Short problem 1 =
According to the article on Visant below, which two firms were hired as advisors to the company?

Passage given =

Financial Times FT.com

Visant to review strategic and capital market options; break-up possible, source says

By Mark Eissman in Chicago

Published: July 4 2007 02:39 | Last updated: July 4 2007 02:39

Please email ft@mergermarket.com or call EMEA: + 44 (0)20 7059 6105 Americas: +1 212 686-5277 Asia-Pacific: +852 2158 9730 for further information on mergermarket and how to receive more articles like the one below.
--------------------------------------------------------------------------------------------------------

Visant Corp., a New-York based school-related products and marketing and publishing company, is currently reviewing strategic and capital market options, according to a regulatory filing.

A source familiar with the situation confirmed a wire service report that the options under consideration including a possible sale, and that Goldman Sachs and Credit Suisse have been hired as advisors to the privately-held company.

The source said that a partial divestment, an IPO, or a recapitalization would also be under consideration, noting that the regulatory filing reveals that “capital market options” are also under consideration.

Visant, according to regulatory filings, is controlled by affiliates of Kohlberg Kravis Roberts and DLJ Merchant Banking Partners and reported approximately USD 1.2bn in net sales and nearly USD 285m in EBITDA last year.

In the first quarter of this year, ended 31 March, Visant reported that net consolidated sales were up 12.% over the same quarter last year, reducing a consolidated net consolidated loss from continuing operations from USD 1.5m to USD 1.1m for the most recent quarter.

Visant’s consolidated Adjusted EBITDA from continuing operations was USD 46m for the first quarter of 2007 compared to Adjusted EBITDA from continuing operations of USD 46.4 million for the first quarter of 2006, according to regulatory filings.

The source said that variability in Visant’s business – it has three business segments, yearbook, scholastic, and marketing and publishing - made purchase price comparisons difficult, but that if typical multiples such as 10 times EBITDA or more are utilized, that Visant as a whole could sell for USD 2.85bn or more.

The source said that the yearbook segment, that provides publication, marketing and sales services regarding yearbooks, and the scholastic segment, that provides graduation products to schools, fit together better and that it is possible that a potential purchase could be interested in those two segments and not the company’s third segment.

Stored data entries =
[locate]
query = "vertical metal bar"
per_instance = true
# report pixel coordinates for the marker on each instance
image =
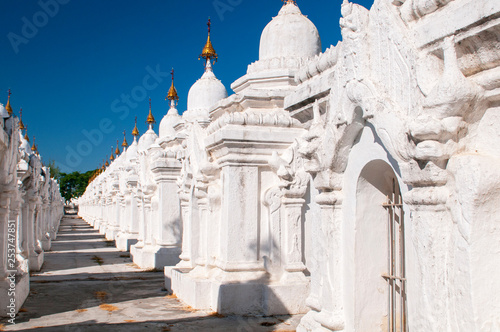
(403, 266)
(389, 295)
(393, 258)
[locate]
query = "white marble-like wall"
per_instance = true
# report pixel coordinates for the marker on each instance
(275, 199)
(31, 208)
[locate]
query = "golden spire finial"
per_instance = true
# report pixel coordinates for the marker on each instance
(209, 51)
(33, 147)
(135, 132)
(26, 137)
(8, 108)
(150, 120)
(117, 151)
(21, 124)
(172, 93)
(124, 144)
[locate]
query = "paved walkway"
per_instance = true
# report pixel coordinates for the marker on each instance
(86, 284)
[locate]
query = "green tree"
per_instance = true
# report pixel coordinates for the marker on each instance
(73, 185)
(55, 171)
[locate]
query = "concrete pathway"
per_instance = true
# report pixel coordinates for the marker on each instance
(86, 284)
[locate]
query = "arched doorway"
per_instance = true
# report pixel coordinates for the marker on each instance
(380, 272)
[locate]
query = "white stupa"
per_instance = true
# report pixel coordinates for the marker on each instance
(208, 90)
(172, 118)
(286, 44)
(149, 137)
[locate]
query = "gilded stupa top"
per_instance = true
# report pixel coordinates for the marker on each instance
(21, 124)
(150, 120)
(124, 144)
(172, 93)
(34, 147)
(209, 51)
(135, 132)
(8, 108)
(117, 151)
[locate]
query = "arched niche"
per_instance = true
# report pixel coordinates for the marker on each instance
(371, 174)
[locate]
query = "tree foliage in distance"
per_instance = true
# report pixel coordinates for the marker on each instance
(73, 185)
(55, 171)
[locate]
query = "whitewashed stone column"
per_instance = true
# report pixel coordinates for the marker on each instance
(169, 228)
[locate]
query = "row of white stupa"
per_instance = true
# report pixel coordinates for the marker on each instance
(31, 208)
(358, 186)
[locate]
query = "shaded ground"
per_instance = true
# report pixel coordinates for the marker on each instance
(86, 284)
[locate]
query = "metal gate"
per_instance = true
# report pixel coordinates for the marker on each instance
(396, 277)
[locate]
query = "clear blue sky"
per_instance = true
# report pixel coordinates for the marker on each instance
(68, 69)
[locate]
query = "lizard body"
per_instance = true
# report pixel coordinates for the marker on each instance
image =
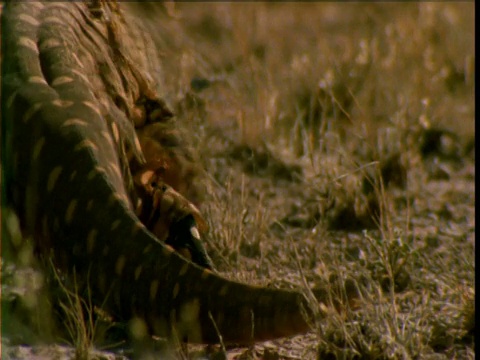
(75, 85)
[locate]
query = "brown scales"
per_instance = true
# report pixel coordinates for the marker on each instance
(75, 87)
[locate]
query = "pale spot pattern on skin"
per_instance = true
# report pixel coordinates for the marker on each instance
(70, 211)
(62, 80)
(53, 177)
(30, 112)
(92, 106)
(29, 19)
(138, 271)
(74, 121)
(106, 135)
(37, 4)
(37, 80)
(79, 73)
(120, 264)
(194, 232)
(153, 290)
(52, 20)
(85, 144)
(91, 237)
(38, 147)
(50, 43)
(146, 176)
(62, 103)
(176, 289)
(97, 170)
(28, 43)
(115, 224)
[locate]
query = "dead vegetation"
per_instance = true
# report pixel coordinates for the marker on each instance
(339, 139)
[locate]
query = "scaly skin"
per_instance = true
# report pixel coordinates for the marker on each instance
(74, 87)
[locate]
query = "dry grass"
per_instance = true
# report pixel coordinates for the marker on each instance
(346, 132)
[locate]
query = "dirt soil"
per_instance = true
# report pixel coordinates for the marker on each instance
...
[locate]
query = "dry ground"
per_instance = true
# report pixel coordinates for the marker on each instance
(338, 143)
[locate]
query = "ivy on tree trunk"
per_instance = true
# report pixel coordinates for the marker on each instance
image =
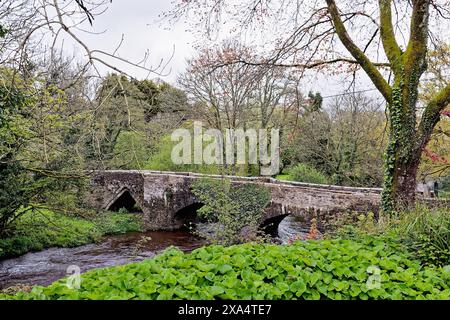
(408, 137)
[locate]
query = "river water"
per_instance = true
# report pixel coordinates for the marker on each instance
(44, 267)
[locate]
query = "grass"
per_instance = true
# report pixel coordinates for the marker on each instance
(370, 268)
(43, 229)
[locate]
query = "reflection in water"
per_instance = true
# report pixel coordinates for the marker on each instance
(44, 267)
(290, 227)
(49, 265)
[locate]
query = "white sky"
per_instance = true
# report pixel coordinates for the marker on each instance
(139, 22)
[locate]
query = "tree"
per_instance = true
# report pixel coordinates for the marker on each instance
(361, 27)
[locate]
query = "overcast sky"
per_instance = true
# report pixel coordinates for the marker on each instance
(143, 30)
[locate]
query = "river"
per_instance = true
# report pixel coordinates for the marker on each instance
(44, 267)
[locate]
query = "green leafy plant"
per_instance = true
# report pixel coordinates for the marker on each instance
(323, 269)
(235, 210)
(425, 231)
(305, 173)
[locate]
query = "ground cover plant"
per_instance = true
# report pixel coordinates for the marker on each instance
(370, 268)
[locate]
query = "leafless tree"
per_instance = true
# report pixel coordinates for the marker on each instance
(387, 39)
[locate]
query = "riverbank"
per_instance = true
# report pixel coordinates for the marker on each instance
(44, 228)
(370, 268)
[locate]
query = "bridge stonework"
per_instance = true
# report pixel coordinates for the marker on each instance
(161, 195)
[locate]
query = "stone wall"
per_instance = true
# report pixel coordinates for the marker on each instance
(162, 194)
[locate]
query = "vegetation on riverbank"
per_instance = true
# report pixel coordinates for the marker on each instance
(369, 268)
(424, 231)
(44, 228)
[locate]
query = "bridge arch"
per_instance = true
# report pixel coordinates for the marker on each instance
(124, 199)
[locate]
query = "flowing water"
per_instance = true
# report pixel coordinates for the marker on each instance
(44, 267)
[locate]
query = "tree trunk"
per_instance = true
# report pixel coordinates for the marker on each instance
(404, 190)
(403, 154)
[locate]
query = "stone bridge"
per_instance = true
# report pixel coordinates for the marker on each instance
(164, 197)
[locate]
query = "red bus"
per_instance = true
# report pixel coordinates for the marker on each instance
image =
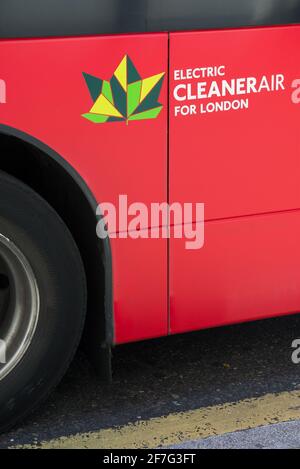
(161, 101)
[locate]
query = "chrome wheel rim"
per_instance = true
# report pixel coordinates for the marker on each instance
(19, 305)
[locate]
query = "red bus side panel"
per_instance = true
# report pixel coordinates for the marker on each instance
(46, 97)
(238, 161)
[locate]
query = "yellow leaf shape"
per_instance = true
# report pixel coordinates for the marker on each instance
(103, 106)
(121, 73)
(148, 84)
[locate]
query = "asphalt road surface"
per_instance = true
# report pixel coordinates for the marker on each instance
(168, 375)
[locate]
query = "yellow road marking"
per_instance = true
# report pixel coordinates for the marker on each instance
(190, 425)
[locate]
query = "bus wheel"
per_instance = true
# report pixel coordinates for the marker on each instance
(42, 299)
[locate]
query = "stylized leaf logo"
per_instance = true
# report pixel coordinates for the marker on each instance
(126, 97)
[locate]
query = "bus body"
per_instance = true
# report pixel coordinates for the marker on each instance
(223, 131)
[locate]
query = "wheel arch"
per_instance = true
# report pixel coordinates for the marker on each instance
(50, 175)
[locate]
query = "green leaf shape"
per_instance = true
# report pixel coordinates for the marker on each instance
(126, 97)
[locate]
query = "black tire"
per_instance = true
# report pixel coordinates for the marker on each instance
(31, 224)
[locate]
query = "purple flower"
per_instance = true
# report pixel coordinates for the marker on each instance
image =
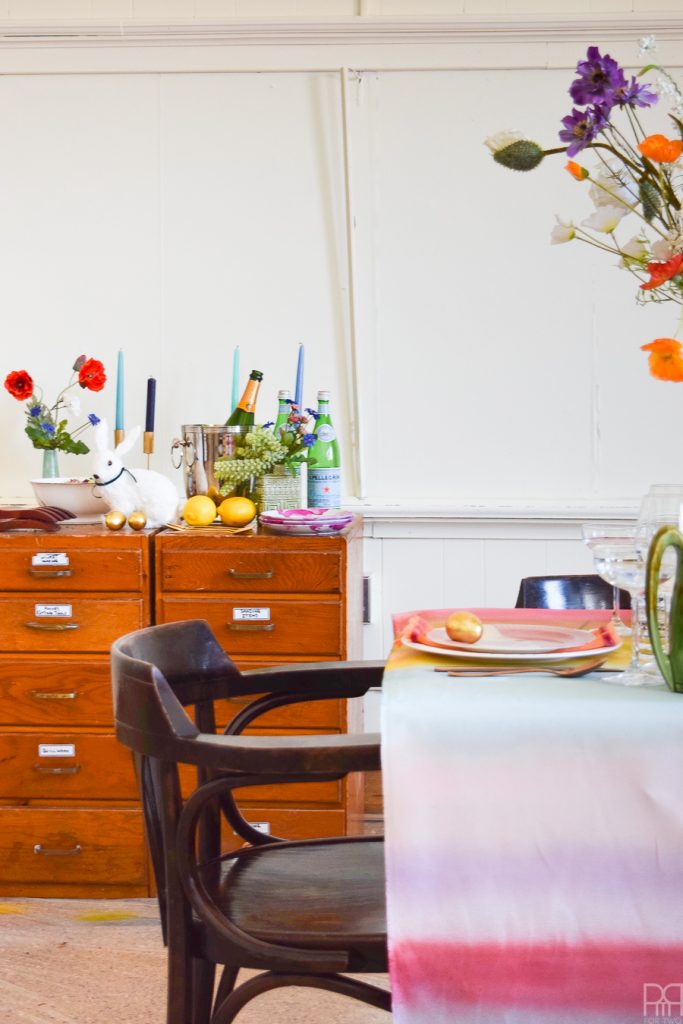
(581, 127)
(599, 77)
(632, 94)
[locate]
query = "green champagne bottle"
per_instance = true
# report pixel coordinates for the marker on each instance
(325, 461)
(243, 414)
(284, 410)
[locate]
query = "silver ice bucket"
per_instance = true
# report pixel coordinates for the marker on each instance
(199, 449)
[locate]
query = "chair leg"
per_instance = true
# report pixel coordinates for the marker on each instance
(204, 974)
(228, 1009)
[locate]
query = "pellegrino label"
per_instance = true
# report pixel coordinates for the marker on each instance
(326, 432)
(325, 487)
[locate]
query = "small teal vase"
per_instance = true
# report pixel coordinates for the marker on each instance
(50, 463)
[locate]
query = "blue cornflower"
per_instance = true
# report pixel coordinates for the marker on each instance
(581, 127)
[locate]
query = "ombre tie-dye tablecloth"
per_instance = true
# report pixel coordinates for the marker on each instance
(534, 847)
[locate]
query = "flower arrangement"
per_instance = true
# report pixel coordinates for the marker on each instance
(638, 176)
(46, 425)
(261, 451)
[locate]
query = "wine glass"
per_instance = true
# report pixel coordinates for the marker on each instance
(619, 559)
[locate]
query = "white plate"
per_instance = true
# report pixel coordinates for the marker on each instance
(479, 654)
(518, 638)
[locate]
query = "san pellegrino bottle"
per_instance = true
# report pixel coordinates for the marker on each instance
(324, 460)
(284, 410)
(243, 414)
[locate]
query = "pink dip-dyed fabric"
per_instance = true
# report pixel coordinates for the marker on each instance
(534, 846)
==
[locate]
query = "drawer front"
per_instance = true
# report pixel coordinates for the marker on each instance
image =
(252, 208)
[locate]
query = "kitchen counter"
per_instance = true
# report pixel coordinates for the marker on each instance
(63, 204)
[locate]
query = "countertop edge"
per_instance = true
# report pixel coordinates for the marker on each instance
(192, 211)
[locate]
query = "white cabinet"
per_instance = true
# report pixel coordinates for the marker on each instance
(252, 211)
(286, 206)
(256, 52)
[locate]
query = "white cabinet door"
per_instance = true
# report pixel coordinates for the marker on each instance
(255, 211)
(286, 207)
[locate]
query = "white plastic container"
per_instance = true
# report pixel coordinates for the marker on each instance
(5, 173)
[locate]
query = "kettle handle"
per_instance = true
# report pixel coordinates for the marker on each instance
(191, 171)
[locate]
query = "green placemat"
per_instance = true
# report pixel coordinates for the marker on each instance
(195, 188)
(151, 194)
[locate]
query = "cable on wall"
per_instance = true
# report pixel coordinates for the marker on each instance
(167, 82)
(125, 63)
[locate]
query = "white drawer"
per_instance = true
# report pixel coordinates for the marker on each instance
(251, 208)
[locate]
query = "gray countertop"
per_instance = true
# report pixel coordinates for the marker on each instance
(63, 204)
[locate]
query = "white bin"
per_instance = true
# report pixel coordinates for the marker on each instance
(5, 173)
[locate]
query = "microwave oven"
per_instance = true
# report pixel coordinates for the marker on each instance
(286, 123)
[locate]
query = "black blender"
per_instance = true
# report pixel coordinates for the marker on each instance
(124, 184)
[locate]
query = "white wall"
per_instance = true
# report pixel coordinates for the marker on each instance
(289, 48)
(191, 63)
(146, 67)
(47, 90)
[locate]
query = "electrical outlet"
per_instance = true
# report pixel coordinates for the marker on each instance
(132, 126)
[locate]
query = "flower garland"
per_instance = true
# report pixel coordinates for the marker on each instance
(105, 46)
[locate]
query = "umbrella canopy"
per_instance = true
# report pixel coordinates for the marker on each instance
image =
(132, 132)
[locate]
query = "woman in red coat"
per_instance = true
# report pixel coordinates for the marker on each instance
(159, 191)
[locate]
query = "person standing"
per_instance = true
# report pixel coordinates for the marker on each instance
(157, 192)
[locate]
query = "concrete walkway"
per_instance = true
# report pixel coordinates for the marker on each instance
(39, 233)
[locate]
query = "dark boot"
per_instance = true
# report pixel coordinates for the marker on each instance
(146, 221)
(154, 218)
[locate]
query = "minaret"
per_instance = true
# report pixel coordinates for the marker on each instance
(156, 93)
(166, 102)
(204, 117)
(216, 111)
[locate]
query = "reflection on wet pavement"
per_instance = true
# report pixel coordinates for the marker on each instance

Short problem 2 =
Pick out every line of the entries above that contains the word "bridge". Case counts.

Solution 1 =
Goldman Sachs and Credit Suisse

Solution 2 =
query = "bridge stonework"
query = "bridge arch"
query = "stone bridge"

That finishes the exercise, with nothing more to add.